Records drawn from a data source:
◆ ◆ ◆

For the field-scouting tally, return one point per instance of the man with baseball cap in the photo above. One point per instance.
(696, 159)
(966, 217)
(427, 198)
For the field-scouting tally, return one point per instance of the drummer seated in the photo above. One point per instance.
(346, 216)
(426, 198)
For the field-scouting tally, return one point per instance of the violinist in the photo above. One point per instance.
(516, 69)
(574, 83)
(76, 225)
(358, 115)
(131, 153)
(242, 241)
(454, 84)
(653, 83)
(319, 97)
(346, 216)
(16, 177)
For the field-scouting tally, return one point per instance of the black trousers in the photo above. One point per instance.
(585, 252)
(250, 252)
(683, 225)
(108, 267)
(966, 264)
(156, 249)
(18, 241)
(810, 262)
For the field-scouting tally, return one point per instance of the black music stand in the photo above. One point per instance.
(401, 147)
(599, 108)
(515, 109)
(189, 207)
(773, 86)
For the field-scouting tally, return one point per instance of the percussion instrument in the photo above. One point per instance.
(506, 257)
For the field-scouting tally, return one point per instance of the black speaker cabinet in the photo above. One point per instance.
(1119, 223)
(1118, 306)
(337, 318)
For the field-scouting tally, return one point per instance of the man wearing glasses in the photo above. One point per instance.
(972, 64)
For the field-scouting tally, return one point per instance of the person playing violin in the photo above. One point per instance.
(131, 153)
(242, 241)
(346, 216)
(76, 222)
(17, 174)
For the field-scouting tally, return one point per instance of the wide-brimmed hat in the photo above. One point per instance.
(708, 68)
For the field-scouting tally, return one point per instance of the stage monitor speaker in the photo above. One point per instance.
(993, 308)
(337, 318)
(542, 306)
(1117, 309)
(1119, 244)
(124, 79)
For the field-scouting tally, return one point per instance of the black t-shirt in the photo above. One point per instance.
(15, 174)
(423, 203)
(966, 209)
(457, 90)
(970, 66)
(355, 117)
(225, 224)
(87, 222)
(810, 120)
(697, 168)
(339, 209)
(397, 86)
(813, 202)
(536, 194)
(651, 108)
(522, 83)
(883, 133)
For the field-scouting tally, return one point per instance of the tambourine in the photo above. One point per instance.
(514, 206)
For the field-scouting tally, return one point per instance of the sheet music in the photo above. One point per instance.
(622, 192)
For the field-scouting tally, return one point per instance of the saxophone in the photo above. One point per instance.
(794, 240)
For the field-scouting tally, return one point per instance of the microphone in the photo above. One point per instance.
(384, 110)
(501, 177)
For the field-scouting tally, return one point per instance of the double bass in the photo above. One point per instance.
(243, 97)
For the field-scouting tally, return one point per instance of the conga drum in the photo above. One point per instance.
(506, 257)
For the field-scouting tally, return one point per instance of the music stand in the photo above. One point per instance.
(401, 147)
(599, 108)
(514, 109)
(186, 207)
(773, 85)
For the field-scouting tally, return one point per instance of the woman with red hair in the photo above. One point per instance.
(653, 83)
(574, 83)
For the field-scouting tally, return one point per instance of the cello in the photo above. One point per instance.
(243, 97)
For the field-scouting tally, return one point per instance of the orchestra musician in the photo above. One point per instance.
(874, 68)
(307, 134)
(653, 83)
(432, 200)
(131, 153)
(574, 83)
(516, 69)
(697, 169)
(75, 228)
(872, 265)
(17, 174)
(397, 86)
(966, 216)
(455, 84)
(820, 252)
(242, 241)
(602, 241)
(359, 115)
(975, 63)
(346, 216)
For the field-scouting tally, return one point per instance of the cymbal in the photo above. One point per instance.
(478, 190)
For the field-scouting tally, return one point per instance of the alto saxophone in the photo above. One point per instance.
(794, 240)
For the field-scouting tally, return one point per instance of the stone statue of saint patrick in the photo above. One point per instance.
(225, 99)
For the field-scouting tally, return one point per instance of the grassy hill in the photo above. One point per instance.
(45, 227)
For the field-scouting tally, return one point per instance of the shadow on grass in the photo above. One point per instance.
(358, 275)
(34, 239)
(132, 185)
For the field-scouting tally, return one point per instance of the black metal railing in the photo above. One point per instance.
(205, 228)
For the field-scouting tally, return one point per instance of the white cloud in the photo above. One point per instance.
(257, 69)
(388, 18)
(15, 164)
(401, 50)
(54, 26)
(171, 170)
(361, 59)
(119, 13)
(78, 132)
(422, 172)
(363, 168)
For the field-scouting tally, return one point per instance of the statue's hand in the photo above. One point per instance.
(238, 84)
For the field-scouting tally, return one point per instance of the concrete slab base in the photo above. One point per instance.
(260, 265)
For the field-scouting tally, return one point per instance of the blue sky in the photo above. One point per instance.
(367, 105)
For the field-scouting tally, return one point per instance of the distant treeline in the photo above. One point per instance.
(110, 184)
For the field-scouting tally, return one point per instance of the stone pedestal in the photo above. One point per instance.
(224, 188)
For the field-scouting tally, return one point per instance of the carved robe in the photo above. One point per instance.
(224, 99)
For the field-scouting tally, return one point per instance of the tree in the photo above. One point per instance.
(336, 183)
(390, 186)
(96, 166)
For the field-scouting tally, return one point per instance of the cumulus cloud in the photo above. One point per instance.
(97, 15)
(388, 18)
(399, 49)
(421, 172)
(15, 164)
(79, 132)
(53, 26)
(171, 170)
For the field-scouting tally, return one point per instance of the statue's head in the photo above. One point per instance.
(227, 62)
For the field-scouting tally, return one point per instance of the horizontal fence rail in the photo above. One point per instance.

◆ ◆ ◆

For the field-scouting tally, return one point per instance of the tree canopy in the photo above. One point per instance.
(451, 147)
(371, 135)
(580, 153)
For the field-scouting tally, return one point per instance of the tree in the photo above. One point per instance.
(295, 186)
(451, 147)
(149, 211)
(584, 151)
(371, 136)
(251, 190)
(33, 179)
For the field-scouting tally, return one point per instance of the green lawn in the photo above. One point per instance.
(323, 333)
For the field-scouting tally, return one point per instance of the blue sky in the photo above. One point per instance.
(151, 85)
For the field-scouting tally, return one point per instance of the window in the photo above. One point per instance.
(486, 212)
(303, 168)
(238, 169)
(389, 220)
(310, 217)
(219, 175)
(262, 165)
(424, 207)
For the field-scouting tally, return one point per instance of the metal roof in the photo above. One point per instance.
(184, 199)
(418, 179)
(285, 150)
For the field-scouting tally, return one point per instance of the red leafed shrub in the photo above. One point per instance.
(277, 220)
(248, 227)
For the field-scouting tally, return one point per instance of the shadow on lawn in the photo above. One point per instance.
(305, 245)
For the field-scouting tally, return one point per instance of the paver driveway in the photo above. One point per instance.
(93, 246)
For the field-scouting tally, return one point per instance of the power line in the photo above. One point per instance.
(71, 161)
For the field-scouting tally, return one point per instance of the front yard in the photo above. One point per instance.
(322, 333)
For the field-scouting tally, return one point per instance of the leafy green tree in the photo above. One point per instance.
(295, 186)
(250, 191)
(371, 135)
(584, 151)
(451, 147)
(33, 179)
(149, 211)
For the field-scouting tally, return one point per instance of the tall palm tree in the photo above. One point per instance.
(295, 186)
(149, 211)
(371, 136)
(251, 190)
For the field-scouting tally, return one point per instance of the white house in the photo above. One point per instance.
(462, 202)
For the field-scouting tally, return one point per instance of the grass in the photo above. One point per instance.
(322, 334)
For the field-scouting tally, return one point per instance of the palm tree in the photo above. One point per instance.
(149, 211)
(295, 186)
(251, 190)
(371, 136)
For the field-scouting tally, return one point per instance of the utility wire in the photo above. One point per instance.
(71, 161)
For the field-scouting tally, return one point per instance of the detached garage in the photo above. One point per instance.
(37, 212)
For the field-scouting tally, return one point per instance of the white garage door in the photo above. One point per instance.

◆ ◆ ◆

▶ [Objective]: Duplicate these items word for word, beginning at the line that contains "of the cumulus" and stopping after the line that contains "of the horizontal".

▶ [Final result]:
For the field-scouting tally, return one point per instance of the cumulus cloud in the photo above. One point per instance.
(97, 15)
(388, 18)
(399, 49)
(421, 172)
(15, 164)
(79, 132)
(53, 26)
(171, 170)
For the field-scouting tally, return one point per instance of the statue's head in the photo above. One point per instance.
(227, 62)
For the field-scouting tally, return one point per instance of the horizontal fence rail in the photo above. One point per instance.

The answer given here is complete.